* start THE RECORDS *
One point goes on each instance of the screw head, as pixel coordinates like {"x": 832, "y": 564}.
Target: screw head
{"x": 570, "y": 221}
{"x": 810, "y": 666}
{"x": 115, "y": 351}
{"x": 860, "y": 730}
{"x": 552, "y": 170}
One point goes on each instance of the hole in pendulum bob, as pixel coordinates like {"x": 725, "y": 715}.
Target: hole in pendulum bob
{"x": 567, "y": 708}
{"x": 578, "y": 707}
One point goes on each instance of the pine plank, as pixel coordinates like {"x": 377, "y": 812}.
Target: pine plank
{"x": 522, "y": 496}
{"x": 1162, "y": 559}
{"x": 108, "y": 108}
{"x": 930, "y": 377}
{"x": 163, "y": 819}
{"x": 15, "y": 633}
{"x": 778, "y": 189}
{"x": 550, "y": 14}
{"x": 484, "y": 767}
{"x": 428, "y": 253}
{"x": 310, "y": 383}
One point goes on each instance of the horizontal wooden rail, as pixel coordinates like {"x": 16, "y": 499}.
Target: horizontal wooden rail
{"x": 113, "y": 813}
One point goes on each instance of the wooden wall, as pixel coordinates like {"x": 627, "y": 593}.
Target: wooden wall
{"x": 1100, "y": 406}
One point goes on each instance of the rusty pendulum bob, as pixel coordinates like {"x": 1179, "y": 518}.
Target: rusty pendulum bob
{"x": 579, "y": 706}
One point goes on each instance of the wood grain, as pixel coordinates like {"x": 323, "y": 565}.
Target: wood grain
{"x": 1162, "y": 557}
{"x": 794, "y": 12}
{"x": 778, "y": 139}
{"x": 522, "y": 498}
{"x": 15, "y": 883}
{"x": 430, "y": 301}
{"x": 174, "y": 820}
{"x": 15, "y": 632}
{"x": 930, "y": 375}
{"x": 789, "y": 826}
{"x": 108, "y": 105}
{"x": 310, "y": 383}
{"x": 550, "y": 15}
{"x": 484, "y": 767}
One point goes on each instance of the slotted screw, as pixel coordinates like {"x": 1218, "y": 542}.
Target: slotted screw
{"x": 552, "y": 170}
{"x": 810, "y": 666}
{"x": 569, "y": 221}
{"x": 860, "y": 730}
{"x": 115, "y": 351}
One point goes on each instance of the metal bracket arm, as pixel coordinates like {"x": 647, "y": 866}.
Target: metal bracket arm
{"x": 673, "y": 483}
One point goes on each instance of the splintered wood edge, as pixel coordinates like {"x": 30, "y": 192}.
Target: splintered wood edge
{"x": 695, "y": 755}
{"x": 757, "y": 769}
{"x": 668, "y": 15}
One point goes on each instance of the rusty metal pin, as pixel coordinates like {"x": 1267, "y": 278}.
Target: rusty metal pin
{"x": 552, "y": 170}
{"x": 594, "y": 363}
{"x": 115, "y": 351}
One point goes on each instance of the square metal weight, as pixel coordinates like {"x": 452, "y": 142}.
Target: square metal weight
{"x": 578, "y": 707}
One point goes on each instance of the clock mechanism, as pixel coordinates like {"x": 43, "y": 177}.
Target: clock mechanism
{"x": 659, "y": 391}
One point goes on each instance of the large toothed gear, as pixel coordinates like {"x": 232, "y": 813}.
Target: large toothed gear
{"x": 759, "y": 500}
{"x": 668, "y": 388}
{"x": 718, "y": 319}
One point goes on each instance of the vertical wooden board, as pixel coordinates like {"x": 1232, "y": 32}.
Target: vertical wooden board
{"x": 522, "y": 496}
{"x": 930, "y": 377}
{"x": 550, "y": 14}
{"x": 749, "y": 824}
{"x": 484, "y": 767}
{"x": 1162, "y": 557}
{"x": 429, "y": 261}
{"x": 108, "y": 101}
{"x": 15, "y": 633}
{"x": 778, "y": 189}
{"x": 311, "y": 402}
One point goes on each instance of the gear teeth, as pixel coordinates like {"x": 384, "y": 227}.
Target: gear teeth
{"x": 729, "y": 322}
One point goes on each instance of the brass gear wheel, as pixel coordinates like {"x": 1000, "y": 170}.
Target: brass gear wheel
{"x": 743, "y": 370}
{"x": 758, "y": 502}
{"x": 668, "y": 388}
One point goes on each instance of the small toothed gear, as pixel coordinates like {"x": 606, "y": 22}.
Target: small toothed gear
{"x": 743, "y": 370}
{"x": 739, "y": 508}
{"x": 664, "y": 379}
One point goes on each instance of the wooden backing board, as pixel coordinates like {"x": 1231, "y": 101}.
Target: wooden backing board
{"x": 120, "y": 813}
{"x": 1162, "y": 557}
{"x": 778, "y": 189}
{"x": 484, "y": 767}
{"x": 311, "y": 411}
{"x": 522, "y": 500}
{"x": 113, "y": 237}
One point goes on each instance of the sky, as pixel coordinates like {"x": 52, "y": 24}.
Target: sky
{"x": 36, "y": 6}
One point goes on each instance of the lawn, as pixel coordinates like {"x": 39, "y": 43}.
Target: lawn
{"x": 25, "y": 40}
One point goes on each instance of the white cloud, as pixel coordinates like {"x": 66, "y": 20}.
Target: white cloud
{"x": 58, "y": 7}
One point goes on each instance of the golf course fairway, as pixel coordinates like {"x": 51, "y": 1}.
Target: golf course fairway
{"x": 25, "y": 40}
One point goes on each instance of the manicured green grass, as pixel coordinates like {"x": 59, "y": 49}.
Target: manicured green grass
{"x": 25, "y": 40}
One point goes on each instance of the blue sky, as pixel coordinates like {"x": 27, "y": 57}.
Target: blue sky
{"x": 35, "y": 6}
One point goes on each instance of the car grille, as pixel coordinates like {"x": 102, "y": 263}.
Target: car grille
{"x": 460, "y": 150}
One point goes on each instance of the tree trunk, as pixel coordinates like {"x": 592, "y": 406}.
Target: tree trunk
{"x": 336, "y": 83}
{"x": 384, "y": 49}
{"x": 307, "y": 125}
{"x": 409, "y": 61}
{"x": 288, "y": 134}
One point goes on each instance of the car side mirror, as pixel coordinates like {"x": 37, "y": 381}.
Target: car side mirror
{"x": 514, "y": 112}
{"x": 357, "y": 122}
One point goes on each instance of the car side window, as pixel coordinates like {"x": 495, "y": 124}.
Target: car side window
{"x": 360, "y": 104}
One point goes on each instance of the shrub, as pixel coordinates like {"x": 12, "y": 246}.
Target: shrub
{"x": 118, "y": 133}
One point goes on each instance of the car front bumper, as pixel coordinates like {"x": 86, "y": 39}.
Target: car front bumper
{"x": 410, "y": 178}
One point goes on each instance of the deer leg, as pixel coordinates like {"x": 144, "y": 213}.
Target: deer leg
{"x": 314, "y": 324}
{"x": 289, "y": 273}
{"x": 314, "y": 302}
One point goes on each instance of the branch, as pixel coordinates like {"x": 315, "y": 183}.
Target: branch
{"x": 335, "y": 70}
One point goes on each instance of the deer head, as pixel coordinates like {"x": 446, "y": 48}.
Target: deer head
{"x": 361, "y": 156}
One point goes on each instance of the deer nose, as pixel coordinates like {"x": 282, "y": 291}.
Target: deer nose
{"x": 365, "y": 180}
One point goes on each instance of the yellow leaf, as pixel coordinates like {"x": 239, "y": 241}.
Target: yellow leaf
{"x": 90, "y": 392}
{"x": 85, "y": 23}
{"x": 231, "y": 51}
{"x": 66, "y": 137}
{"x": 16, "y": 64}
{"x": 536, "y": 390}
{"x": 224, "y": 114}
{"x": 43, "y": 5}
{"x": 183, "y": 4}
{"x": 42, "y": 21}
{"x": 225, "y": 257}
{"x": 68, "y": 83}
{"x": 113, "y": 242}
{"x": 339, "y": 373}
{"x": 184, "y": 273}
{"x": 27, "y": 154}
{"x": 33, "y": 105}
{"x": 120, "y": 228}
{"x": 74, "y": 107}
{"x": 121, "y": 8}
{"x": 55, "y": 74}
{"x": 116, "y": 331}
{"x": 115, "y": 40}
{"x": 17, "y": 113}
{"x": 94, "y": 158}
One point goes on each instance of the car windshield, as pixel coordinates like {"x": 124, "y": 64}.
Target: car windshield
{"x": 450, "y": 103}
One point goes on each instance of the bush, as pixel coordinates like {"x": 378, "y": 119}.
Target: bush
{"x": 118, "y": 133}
* end THE RECORDS *
Repeat only the stretch of lines that opens with the line containing "One point goes on each instance of the shrub, as" and closes with the final line of the entries, both included, exactly as written.

■ **EXERCISE ANSWER**
One point goes on each instance of the shrub, as pixel coordinates like {"x": 12, "y": 246}.
Target: shrub
{"x": 118, "y": 133}
One point goes on each instance of the car front bumper, as pixel coordinates like {"x": 86, "y": 39}.
Target: car front bumper
{"x": 410, "y": 178}
One point goes on each instance of the deer leg, as pixel coordinates like {"x": 144, "y": 213}.
Target: deer leg
{"x": 314, "y": 324}
{"x": 289, "y": 273}
{"x": 314, "y": 302}
One point goes on each instance of the branch, as pixel coordinates like {"x": 315, "y": 183}.
Target: branch
{"x": 335, "y": 70}
One point goes on each instance of the deer head, as pixel coordinates like {"x": 446, "y": 48}.
Target: deer head
{"x": 361, "y": 156}
One point goes on each instance of the deer nose, as pixel coordinates like {"x": 282, "y": 291}.
Target: deer nose
{"x": 365, "y": 180}
One point goes on each instance of the yellow leaf, as pixel coordinates like {"x": 239, "y": 241}.
Target: yellow leaf
{"x": 90, "y": 392}
{"x": 85, "y": 23}
{"x": 231, "y": 51}
{"x": 66, "y": 137}
{"x": 16, "y": 64}
{"x": 536, "y": 390}
{"x": 224, "y": 114}
{"x": 43, "y": 5}
{"x": 183, "y": 4}
{"x": 42, "y": 21}
{"x": 225, "y": 257}
{"x": 68, "y": 83}
{"x": 113, "y": 242}
{"x": 339, "y": 373}
{"x": 184, "y": 273}
{"x": 27, "y": 154}
{"x": 33, "y": 105}
{"x": 120, "y": 228}
{"x": 74, "y": 107}
{"x": 121, "y": 8}
{"x": 55, "y": 74}
{"x": 116, "y": 331}
{"x": 115, "y": 40}
{"x": 17, "y": 113}
{"x": 94, "y": 158}
One point goes on each instance of the car windshield, as pixel coordinates like {"x": 124, "y": 64}.
Target: car windshield
{"x": 450, "y": 103}
One point goes on each instance of the bush, as pixel coordinates like {"x": 378, "y": 119}.
Target: bush
{"x": 118, "y": 133}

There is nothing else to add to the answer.